— Stated problem 1 —
According to the Structured Stories update, what funded the Structured Stories NYC project?

— Article —
I am now back in L.A. for at least the next 2 months, focused primarily on supporting the reporting team in NYC. The NYC project is critical because it will determine whether the Structured Stories concept is editorially feasible – i.e. can it work on real stories in a real reporting workflow. With this project we are exploring ‘structured editorial’ issues that are new for journalism, and we may uncover many unanticipated challenges and opportunities. These are still very early days for Structured Stories, but they are increasingly busy and filled with interesting engagement!
May 5, 2015
More good news!
I am very happy to announce that I have been selected as a 2015/16 Fellow at the Reynolds Journalism Institute, focused on the evaluation of structured narratives as a new framework for journalism using the Structured Stories platform. The fellowship will give me access to the deep academic and practical expertise of RJI and the wider Missouri School of Journalism community, and will help ensure that structured narrative gets wider exposure and a thorough evaluation as a possible new medium for journalism.
The timing for the fellowship could not be better. Reporting into the Structured Stories platform will begin soon, and evaluating news consumption using the accumulated reporting will be greatly aided by the involvement of experienced journalism researchers.
The RJI fellowship is non-residential. I will remain in Los Angeles for the duration and will travel frequently to RJI in Columbia, Missouri.
April 24, 2015
New York City, here we come!
I am extremely pleased to announce that a major structured journalism reporting project, using the Structured Stories platform and titled ‘Structured Stories NYC’, will take place in New York City this summer. The project is a partnership between the Reporter’s Lab at Duke University, the WNYC newsroom in New York and Structured Stories. Reporting will be done by a team of student reporters from Duke organized by Bill Adair – the new Director of the DeWitt Wallace Center for Media and Democracy at Duke University, creator of PolitiFact and Pulitzer prize winner – and the reporting team will be led by Ishan Thakore from Duke.
The Structured Stories NYC project has been made possible by a generous grant from the Online News Association’s Challenge Fund, which was announced earlier today at the Journalism Interactive 2015 conference.

— Stated problem 2 —
Retype, character for character, the stretch of the listing from the line containing "Q: For each instance of the man with" through the line containing "x=971 y=797".

[Source data]

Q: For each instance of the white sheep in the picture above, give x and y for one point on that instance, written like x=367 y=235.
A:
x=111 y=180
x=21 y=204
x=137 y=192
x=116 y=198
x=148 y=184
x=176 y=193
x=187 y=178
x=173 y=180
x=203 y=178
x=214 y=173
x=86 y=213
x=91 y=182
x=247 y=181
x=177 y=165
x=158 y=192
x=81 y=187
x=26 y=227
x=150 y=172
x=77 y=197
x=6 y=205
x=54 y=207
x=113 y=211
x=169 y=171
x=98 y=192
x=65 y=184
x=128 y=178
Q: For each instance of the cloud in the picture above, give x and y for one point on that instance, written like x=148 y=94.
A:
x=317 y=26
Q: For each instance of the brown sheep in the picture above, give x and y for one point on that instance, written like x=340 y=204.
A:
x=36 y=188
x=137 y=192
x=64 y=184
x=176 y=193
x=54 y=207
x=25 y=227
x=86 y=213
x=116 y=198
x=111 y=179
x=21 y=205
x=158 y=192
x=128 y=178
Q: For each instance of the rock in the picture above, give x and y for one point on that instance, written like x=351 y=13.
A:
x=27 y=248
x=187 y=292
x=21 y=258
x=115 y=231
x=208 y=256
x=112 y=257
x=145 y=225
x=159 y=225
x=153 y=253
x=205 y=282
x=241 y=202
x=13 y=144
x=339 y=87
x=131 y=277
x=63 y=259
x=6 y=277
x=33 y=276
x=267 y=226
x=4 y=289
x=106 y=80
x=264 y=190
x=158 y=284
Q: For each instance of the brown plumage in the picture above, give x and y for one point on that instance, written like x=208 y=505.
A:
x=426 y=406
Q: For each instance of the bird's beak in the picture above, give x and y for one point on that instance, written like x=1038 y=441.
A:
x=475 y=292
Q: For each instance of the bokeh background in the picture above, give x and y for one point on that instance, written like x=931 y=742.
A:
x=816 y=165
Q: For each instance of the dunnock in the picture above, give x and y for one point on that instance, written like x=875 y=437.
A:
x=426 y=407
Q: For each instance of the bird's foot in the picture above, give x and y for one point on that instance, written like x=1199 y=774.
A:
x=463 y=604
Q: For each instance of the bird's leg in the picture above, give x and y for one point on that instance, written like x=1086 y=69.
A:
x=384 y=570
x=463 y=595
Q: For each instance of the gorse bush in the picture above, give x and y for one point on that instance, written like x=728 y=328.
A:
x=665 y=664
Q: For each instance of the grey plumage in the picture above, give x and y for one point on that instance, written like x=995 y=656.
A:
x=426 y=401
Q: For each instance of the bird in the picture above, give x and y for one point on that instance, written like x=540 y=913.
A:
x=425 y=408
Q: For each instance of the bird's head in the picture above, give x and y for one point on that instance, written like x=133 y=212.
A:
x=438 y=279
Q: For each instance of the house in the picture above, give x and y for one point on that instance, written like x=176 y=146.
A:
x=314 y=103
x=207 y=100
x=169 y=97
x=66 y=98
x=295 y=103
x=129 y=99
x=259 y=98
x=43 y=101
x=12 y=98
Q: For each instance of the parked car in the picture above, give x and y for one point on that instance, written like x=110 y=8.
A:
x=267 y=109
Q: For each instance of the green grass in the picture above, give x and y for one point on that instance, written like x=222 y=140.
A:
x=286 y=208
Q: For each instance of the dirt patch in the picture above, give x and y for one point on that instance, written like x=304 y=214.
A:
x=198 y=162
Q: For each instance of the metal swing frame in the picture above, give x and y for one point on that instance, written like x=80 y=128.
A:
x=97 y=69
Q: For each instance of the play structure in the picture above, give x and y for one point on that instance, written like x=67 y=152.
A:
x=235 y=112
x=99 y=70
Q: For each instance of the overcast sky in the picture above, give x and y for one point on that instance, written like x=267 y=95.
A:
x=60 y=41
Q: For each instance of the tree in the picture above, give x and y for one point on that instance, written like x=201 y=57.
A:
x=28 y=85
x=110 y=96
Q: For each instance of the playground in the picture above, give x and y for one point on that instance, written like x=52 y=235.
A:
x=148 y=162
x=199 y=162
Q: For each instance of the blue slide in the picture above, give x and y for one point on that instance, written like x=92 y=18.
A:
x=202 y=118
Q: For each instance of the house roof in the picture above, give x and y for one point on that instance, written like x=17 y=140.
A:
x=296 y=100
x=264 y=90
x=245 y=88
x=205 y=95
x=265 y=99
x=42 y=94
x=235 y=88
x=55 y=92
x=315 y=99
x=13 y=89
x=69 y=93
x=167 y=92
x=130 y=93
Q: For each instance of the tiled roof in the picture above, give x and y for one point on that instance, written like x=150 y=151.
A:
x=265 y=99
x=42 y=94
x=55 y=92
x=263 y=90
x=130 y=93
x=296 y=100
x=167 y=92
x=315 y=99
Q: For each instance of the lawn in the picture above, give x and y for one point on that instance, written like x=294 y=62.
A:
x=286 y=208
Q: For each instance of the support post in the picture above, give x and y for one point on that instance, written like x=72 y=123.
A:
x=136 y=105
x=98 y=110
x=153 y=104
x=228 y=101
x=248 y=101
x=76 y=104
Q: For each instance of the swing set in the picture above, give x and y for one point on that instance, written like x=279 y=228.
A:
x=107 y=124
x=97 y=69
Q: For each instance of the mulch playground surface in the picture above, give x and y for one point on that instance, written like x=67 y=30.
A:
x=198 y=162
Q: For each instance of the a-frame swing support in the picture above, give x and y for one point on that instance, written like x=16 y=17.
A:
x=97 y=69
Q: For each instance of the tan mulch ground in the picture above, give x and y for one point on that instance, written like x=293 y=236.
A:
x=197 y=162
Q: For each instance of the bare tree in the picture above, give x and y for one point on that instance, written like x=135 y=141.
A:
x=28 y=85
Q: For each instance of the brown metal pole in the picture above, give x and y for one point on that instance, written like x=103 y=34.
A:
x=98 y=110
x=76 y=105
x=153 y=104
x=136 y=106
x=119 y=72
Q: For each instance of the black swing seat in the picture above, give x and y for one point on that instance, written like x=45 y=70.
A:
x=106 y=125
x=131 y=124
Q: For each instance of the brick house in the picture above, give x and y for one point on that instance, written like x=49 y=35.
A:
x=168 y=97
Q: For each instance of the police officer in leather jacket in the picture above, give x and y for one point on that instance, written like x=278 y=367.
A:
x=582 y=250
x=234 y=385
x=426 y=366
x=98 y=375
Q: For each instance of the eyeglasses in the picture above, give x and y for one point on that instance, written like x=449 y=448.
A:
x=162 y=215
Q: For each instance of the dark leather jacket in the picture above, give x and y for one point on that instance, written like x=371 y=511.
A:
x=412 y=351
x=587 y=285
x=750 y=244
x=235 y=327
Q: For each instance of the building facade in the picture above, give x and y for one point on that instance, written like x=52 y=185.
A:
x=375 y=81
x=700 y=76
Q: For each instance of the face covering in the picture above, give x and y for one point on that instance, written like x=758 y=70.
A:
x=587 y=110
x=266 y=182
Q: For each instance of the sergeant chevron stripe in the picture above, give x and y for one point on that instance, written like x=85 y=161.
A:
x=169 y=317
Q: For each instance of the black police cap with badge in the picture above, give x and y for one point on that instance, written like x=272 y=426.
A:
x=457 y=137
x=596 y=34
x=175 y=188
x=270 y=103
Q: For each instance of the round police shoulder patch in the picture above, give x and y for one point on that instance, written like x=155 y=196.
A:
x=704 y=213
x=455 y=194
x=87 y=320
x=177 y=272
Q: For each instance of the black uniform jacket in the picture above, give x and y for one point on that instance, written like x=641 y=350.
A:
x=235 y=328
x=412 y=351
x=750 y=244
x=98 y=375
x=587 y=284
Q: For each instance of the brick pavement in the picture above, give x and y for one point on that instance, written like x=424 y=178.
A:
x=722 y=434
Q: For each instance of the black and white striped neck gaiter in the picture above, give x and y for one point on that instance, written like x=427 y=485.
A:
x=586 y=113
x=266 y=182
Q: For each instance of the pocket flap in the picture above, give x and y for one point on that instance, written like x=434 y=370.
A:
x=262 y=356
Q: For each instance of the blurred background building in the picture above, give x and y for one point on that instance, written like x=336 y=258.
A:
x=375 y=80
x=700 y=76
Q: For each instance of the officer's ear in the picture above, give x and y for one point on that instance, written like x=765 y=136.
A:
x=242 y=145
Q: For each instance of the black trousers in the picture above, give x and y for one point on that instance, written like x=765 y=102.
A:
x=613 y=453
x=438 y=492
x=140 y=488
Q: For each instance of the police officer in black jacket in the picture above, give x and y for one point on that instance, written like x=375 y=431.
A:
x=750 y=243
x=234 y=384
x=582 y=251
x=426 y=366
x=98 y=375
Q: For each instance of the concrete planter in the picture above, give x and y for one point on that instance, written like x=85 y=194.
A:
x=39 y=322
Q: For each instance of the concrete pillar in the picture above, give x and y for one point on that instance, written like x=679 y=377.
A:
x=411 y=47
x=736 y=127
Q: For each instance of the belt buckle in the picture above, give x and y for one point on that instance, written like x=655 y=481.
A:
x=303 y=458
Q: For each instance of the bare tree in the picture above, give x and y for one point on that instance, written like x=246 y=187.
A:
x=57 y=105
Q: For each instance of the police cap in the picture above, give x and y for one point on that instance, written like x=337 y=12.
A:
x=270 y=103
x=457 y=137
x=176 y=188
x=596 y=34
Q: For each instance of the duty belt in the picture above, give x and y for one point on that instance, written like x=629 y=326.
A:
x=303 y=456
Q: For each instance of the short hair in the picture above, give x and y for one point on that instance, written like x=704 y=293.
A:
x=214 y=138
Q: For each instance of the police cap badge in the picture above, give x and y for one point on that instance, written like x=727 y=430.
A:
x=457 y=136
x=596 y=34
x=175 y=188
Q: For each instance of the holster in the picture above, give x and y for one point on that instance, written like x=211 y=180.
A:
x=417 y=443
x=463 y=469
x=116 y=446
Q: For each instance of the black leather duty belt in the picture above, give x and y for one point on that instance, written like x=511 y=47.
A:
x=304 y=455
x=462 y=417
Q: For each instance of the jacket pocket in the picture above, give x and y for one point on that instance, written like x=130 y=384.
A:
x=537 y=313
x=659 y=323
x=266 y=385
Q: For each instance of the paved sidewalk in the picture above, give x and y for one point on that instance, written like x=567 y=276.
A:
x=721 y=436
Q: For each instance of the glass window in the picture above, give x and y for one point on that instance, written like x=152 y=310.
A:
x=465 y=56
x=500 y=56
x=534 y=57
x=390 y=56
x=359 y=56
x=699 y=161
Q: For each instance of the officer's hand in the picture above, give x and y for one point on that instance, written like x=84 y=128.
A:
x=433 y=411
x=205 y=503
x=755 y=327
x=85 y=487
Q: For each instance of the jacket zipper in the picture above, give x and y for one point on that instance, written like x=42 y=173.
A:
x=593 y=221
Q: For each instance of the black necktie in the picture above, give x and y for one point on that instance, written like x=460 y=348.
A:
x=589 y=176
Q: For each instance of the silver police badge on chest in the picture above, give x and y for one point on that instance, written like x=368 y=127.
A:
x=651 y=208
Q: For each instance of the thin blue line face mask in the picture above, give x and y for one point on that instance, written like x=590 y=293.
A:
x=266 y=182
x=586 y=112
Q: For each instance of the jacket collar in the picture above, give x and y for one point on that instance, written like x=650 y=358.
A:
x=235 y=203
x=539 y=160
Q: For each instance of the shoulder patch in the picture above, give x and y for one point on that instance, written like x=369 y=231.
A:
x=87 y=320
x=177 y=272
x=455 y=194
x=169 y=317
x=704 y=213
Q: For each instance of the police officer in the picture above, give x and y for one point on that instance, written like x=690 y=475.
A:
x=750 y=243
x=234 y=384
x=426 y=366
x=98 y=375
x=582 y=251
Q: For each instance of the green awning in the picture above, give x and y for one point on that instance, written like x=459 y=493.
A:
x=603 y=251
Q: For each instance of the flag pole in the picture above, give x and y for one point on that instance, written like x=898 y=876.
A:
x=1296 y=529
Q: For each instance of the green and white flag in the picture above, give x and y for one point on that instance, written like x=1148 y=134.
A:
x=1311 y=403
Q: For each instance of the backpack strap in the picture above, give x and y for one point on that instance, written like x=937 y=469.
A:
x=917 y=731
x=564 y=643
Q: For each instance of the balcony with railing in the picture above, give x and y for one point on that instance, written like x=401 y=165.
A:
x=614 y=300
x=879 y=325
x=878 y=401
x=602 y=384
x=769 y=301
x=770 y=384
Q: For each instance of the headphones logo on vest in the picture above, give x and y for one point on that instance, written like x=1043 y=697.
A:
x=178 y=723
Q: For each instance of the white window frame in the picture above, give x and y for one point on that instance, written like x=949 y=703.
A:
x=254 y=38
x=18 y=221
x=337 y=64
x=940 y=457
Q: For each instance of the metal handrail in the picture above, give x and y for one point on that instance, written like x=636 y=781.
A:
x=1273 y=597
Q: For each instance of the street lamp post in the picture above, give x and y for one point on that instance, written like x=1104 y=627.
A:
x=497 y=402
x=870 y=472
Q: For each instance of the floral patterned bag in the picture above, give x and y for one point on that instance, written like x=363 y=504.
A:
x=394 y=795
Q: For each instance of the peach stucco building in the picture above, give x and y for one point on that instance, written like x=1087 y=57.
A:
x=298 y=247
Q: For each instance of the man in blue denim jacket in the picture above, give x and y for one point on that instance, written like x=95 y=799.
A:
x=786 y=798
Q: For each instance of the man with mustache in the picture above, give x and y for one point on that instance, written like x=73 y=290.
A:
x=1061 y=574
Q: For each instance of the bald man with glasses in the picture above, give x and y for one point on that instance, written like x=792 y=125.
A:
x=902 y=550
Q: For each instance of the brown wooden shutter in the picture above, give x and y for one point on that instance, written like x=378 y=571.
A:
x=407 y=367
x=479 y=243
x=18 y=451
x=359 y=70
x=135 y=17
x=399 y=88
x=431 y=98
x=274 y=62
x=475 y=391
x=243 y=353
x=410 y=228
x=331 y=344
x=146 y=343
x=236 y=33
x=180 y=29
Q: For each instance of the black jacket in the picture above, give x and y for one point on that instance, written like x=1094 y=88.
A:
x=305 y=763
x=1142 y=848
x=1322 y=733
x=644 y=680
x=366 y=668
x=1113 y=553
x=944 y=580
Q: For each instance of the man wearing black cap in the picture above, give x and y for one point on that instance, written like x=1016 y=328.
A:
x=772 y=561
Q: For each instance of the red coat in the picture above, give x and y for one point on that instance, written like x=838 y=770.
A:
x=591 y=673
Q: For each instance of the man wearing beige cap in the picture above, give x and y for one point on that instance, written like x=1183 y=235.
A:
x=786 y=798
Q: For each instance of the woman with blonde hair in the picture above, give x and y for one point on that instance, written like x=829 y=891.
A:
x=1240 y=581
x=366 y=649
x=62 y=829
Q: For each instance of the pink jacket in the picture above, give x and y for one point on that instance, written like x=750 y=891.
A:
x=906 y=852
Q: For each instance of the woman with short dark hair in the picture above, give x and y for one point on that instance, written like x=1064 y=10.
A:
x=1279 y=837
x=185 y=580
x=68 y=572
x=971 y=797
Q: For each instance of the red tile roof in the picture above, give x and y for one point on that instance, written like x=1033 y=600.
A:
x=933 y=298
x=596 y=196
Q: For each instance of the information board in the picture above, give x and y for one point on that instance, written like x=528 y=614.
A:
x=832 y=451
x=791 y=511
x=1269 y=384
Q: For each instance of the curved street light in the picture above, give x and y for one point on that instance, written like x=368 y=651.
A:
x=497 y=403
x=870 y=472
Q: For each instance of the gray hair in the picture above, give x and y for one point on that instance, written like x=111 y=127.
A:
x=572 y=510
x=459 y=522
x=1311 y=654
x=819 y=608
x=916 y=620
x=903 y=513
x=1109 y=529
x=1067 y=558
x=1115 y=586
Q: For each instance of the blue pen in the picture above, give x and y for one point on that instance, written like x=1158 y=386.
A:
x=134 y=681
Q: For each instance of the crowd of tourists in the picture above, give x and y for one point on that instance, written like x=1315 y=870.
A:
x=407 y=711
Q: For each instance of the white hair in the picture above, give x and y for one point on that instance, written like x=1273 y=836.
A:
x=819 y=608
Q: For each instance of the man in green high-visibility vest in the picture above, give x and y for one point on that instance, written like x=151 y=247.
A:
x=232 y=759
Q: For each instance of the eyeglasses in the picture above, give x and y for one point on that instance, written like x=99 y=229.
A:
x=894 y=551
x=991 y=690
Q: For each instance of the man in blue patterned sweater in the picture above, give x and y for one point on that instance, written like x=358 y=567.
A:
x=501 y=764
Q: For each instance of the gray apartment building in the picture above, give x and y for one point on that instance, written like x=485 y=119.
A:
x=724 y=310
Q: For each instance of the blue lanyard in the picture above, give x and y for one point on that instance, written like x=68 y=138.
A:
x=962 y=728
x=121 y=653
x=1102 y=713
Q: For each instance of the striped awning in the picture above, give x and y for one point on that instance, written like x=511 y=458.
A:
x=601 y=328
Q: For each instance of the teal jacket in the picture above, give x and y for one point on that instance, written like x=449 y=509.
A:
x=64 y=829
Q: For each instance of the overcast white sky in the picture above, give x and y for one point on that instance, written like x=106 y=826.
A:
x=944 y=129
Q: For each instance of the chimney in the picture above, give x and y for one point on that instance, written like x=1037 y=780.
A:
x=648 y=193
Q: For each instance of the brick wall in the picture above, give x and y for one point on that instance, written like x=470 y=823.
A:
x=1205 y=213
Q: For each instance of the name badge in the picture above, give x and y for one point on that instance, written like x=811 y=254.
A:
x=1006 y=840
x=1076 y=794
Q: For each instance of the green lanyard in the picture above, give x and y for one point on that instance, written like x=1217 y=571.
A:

— Expected answer 1 —
A grant from the Online News Association's Challenge Fund.

— Expected answer 2 —
Q: For each instance of the man with mustache in the picture above, give x and y for one point on that instance, written like x=73 y=290.
A:
x=1061 y=574
Q: For each instance of the bald man with glasses in the picture above, give x and y for one point on that instance, written like x=792 y=125.
A:
x=902 y=550
Q: For each instance of the brown wooden shutter in the picture above, give x and y for one point on that instance, written like x=378 y=571.
A:
x=407 y=367
x=479 y=243
x=18 y=451
x=359 y=70
x=135 y=17
x=399 y=88
x=431 y=98
x=274 y=62
x=475 y=391
x=243 y=353
x=410 y=228
x=331 y=344
x=146 y=343
x=236 y=33
x=180 y=29
Q: For each instance of the black jacket in the picture above, give x and y for one point on that instance, written like x=1094 y=88.
A:
x=305 y=763
x=1142 y=848
x=1322 y=733
x=644 y=680
x=366 y=668
x=1113 y=553
x=944 y=580
Q: For each instance of the man wearing black cap in the picture above, give x and y for one point on that instance, written like x=1016 y=328.
A:
x=772 y=561
Q: For each instance of the red coat in the picture above, give x and y for one point on that instance, written like x=838 y=770.
A:
x=591 y=673
Q: For each instance of the man wearing beige cap in the picture above, give x and y for one point on that instance, written like x=1183 y=235.
A:
x=786 y=798
Q: For each instance of the woman with blonde hair in the picture above, give x and y for one point on that instance, written like x=829 y=891.
A:
x=1240 y=581
x=366 y=649
x=62 y=829
Q: For each instance of the pink jacket in the picture above, give x and y for one point on that instance, written like x=750 y=891.
A:
x=906 y=852
Q: For each instance of the woman with short dark hair in the picture above, give x and y for one point on that instance, written like x=1064 y=10.
A:
x=1279 y=837
x=185 y=580
x=68 y=572
x=971 y=797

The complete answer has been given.